Nick Foles to the Bears brings up 5 very wild Eagles connections

Nick Foles to the Bears brings up 5 very wild Eagles connections

The Jaguars sent Nick Foles back to the NFC on Wednesday (see story), trading him to the Bears for a fourth-round pick after the Eagles legend spent one unpleasant year in Jacksonville.

It's not clear what impact Foles, who has had one of the most unique careers in NFL history, will have on the Bears' success.

What is clear: Eagles fans have plenty of reasons to pay attention to Chicago Bears games this year, because the number of Philadelphia dots this move just connected is super wild.

1. Another Foles vs. Brady showdown

We don't know when the game will take place, but we know it will happen: the Bears face the Tampa Bay Buccaneers and their new quarterback Tom Brady next season, in Chicago. The last time Foles and Brady met, one dropped a pass and one caught a pass, and then Super Bowl history was made.
#####
* **Directions**:
(a) In the Nick Foles article, what did the Jaguars get from the Bears for Foles?
(b) Retype the Nick Foles article, starting at the words "What is clear: Eagles" and stopping after "is super wild.".
#####
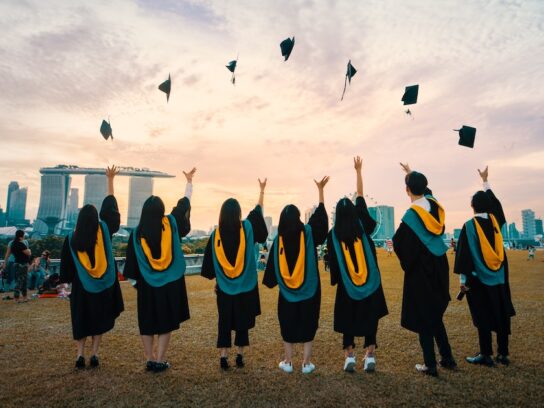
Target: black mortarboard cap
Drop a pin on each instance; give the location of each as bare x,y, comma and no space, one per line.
106,131
166,86
287,47
467,135
410,95
231,66
351,71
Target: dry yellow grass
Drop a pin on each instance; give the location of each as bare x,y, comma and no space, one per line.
37,357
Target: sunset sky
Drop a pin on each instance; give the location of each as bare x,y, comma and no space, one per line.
66,65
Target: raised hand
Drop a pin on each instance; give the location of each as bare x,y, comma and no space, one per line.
484,174
321,184
406,168
357,163
189,175
112,171
262,184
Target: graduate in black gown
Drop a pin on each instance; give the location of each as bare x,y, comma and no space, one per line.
483,268
360,302
87,263
230,259
421,251
156,262
292,265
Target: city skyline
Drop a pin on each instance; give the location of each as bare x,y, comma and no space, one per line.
282,120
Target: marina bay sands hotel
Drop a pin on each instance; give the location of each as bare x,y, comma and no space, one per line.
58,203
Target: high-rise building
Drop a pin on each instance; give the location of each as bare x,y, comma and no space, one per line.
538,227
513,232
17,207
13,186
72,209
96,189
385,214
3,218
139,190
53,198
528,219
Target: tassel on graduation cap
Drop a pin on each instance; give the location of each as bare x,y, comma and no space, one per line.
287,47
105,130
231,66
349,74
166,86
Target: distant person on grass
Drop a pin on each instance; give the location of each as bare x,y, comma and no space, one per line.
360,302
157,264
87,262
483,269
422,254
21,258
230,259
292,265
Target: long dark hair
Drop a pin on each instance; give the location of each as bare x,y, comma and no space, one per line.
230,216
346,224
290,225
150,226
84,236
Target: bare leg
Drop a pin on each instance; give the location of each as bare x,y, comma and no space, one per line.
370,350
81,347
164,340
288,351
307,352
148,347
96,344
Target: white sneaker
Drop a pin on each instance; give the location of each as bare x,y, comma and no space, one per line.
349,364
286,367
308,368
370,364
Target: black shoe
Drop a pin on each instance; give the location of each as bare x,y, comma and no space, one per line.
80,362
448,363
481,360
94,362
224,363
502,359
240,361
422,368
161,366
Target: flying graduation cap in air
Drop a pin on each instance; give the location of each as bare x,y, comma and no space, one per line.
410,95
231,66
467,135
166,86
349,74
287,47
105,129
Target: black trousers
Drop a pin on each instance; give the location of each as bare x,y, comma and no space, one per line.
224,339
427,341
349,340
486,346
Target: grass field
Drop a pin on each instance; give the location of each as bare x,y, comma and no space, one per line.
37,356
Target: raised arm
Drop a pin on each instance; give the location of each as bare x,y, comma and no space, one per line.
358,164
262,185
496,206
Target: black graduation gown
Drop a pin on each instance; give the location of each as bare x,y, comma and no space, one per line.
425,294
490,306
236,312
162,309
93,313
299,321
356,317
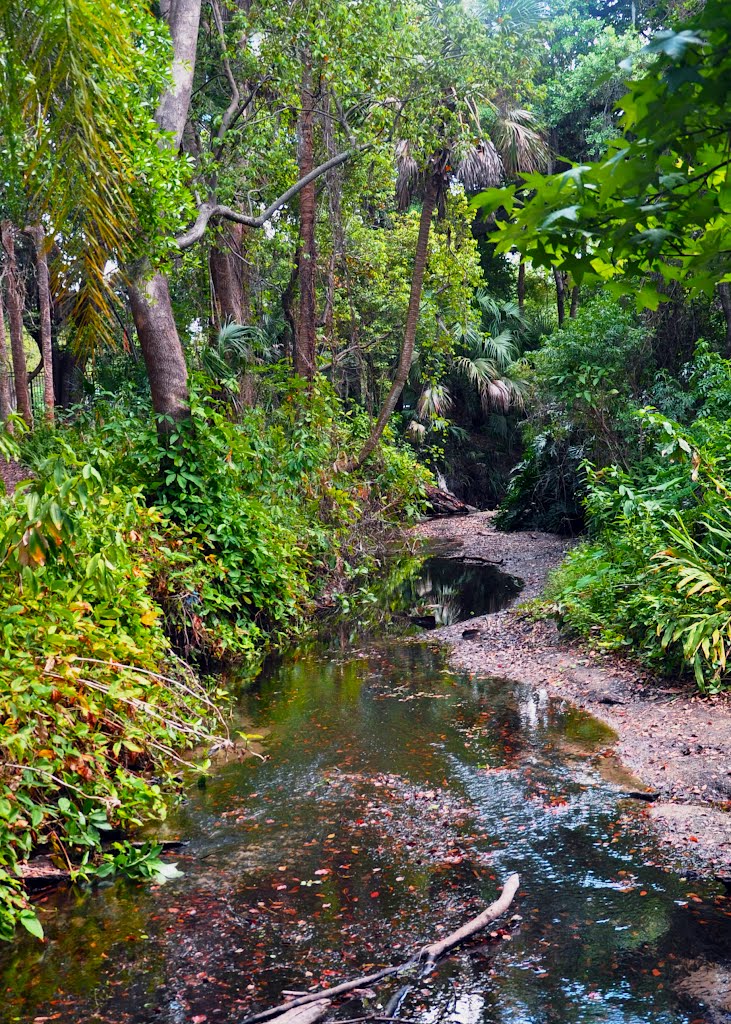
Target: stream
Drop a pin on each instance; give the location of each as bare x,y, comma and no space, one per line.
394,797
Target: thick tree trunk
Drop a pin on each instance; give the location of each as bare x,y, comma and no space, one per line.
44,308
183,18
305,341
575,292
14,314
229,276
521,286
162,351
149,295
410,333
5,407
560,280
725,296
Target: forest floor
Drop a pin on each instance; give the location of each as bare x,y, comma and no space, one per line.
676,742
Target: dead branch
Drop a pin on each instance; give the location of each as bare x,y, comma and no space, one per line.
304,1015
437,949
427,956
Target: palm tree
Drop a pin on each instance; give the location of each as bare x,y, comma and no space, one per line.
72,136
487,352
476,166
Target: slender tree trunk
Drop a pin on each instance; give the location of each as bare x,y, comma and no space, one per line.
725,296
575,292
410,333
229,276
148,293
5,407
521,286
305,341
334,185
14,313
44,308
560,280
163,354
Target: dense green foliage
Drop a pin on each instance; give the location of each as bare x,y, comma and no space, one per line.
#####
* **Written responses**:
(a) A fourth-round pick.

(b)
What is clear: Eagles fans have plenty of reasons to pay attention to Chicago Bears games this year, because the number of Philadelphia dots this move just connected is super wild.